_Directions for this task_: Extract each record and reproduce it exactly.

(Stored data entries)
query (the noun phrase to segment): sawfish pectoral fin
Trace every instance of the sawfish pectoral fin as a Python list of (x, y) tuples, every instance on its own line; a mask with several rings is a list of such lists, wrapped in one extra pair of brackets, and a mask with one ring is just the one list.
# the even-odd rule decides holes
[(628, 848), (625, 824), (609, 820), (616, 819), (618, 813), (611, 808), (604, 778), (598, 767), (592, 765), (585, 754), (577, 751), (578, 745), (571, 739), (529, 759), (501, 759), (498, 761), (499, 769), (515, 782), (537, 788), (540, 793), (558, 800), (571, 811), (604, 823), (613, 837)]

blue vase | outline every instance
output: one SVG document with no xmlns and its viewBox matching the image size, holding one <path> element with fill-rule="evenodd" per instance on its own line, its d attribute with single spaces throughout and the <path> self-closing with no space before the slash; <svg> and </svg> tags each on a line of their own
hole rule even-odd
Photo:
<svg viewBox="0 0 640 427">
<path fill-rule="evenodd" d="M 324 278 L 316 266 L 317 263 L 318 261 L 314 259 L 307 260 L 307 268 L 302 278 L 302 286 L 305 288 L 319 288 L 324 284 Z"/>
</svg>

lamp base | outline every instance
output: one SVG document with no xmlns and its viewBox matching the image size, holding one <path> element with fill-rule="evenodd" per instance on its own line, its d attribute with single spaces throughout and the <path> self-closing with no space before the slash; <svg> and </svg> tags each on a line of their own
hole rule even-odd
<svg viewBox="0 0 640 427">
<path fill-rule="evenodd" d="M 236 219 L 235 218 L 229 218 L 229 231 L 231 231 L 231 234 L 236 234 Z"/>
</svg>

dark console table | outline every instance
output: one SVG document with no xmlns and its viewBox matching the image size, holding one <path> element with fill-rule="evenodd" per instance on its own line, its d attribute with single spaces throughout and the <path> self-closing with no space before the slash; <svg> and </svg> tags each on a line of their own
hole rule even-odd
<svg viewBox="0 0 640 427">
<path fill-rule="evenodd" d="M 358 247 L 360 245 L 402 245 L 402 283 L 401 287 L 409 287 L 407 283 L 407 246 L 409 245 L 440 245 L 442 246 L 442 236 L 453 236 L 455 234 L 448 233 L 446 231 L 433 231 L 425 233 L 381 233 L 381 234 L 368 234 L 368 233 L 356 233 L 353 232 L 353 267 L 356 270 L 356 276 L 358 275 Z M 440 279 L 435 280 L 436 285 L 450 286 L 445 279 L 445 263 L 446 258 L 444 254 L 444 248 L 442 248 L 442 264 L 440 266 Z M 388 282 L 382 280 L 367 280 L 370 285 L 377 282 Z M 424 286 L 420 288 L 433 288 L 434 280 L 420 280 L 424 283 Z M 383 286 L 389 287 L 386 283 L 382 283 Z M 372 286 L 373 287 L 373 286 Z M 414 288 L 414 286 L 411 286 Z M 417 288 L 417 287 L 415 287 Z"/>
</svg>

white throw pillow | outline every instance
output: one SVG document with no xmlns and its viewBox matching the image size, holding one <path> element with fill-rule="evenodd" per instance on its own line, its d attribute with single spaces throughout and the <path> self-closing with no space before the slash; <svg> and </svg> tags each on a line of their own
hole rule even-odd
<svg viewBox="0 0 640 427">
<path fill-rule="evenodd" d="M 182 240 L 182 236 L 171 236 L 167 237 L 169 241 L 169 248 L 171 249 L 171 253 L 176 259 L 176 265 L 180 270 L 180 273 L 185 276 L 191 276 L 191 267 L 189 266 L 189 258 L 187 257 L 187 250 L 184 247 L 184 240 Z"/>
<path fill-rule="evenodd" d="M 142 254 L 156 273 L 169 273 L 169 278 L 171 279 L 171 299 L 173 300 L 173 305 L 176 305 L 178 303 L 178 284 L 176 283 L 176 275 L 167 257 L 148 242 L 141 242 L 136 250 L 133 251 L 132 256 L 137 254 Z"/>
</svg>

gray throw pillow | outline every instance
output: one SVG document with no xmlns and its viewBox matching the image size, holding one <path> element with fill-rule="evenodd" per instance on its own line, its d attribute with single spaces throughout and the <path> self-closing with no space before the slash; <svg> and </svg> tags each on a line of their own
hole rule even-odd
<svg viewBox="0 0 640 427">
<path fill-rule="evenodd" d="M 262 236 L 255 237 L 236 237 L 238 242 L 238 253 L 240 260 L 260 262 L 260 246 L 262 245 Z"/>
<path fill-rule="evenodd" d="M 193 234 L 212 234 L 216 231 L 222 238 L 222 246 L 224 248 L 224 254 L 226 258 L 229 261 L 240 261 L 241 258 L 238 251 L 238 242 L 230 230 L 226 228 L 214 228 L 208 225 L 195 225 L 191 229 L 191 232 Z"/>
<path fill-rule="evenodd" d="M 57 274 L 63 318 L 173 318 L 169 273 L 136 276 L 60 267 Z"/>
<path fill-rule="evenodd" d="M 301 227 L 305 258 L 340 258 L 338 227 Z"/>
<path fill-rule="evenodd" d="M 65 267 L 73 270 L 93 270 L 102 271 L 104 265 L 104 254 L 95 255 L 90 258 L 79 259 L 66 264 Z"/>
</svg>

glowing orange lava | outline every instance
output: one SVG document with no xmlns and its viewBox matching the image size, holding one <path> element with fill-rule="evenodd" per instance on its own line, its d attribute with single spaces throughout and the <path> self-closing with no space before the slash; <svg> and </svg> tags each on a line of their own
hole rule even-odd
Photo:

_Completed task_:
query (the noun phrase to segment): sawfish pectoral fin
Trace every instance of the sawfish pectoral fin as a Python list of (x, y) tuples, every instance on its own line; a mask with several rings is a list of such lists, wrapped in one extra pair of brackets, and a mask with one ring is just the one list.
# the even-odd rule decides holes
[(628, 848), (625, 824), (609, 820), (616, 819), (618, 813), (611, 808), (604, 778), (598, 767), (592, 765), (585, 754), (577, 751), (578, 745), (571, 739), (529, 759), (501, 759), (498, 761), (499, 769), (515, 782), (537, 788), (540, 793), (558, 800), (571, 811), (604, 823), (613, 837)]

blue vase | outline every instance
output: one SVG document with no xmlns and its viewBox matching the image size, holding one <path> element with fill-rule="evenodd" per instance on its own line, its d attribute with single spaces throughout and the <path> self-closing with no space before the slash; <svg> and </svg> tags each on a line of their own
hole rule even-odd
Photo:
<svg viewBox="0 0 640 427">
<path fill-rule="evenodd" d="M 324 278 L 316 266 L 317 263 L 318 261 L 314 259 L 307 260 L 307 268 L 302 278 L 302 286 L 305 288 L 319 288 L 324 284 Z"/>
</svg>

lamp base | outline every instance
output: one SVG document with no xmlns and its viewBox matching the image size, holding one <path> element with fill-rule="evenodd" per instance on its own line, its d attribute with single spaces throughout and the <path> self-closing with no space before the slash; <svg> and </svg> tags each on a line of their own
hole rule even-odd
<svg viewBox="0 0 640 427">
<path fill-rule="evenodd" d="M 236 219 L 235 218 L 229 218 L 229 231 L 231 231 L 231 234 L 236 234 Z"/>
</svg>

dark console table | outline every instance
output: one SVG document with no xmlns and its viewBox matching the image size, holding one <path> element with fill-rule="evenodd" per instance on its own line, its d attribute with single spaces throughout and the <path> self-closing with no space before the slash; <svg> and </svg> tags each on a line of their own
hole rule even-odd
<svg viewBox="0 0 640 427">
<path fill-rule="evenodd" d="M 358 247 L 360 245 L 402 245 L 402 283 L 401 287 L 409 287 L 407 283 L 407 246 L 409 245 L 440 245 L 442 246 L 442 236 L 453 236 L 455 234 L 448 233 L 446 231 L 433 231 L 425 233 L 381 233 L 381 234 L 368 234 L 368 233 L 356 233 L 353 232 L 353 267 L 356 270 L 356 276 L 358 275 Z M 440 279 L 435 280 L 436 285 L 450 286 L 445 279 L 445 263 L 446 258 L 444 254 L 444 248 L 442 248 L 442 264 L 440 266 Z M 388 282 L 382 280 L 367 280 L 370 285 L 377 282 Z M 424 286 L 420 288 L 433 288 L 434 280 L 420 280 L 424 283 Z M 383 286 L 389 287 L 386 283 L 382 283 Z M 372 286 L 373 287 L 373 286 Z M 414 288 L 414 286 L 411 286 Z M 417 288 L 417 287 L 415 287 Z"/>
</svg>

white throw pillow | outline every instance
output: one SVG document with no xmlns and its viewBox matching the image size, holding one <path> element with fill-rule="evenodd" per instance on its own line, its d attribute with single spaces throughout and the <path> self-closing with no space before the slash; <svg> and </svg> tags each on a line of their own
hole rule even-odd
<svg viewBox="0 0 640 427">
<path fill-rule="evenodd" d="M 182 240 L 182 236 L 171 236 L 167 237 L 169 241 L 169 248 L 171 249 L 171 253 L 176 259 L 176 265 L 180 270 L 180 273 L 185 276 L 191 276 L 191 267 L 189 266 L 189 258 L 187 257 L 187 250 L 184 247 L 184 240 Z"/>
<path fill-rule="evenodd" d="M 142 254 L 156 273 L 169 273 L 169 278 L 171 279 L 171 299 L 173 300 L 173 305 L 176 305 L 178 303 L 178 284 L 176 283 L 176 275 L 167 257 L 148 242 L 141 242 L 136 250 L 133 251 L 132 256 L 137 254 Z"/>
</svg>

gray throw pillow | outline every instance
output: one SVG document with no xmlns and its viewBox matching the image size, holding one <path> element with fill-rule="evenodd" per instance on its own line, its d attribute with single spaces throughout and the <path> self-closing with no space before the slash; <svg> and </svg> tags each on a line of their own
hole rule even-odd
<svg viewBox="0 0 640 427">
<path fill-rule="evenodd" d="M 262 236 L 255 237 L 236 237 L 238 242 L 238 253 L 240 260 L 260 262 L 260 246 L 262 245 Z"/>
<path fill-rule="evenodd" d="M 193 234 L 212 234 L 216 231 L 222 238 L 222 246 L 224 248 L 224 254 L 226 258 L 229 261 L 240 261 L 241 258 L 238 251 L 238 242 L 230 230 L 226 228 L 214 228 L 208 225 L 195 225 L 191 229 L 191 232 Z"/>
<path fill-rule="evenodd" d="M 57 274 L 63 318 L 173 318 L 169 273 L 136 276 L 60 267 Z"/>
<path fill-rule="evenodd" d="M 301 227 L 305 258 L 340 258 L 338 227 Z"/>
<path fill-rule="evenodd" d="M 65 267 L 73 270 L 93 270 L 102 271 L 104 265 L 104 254 L 95 255 L 90 258 L 79 259 L 66 264 Z"/>
</svg>

glowing orange lava | outline every instance
output: one SVG document with no xmlns and its viewBox matching the image size, holding one <path> element with fill-rule="evenodd" per instance on its own line, its d attribute with single spaces throughout and the <path> self-closing with no space before the slash; <svg> and </svg> tags each on a line of their own
hole rule even-odd
Photo:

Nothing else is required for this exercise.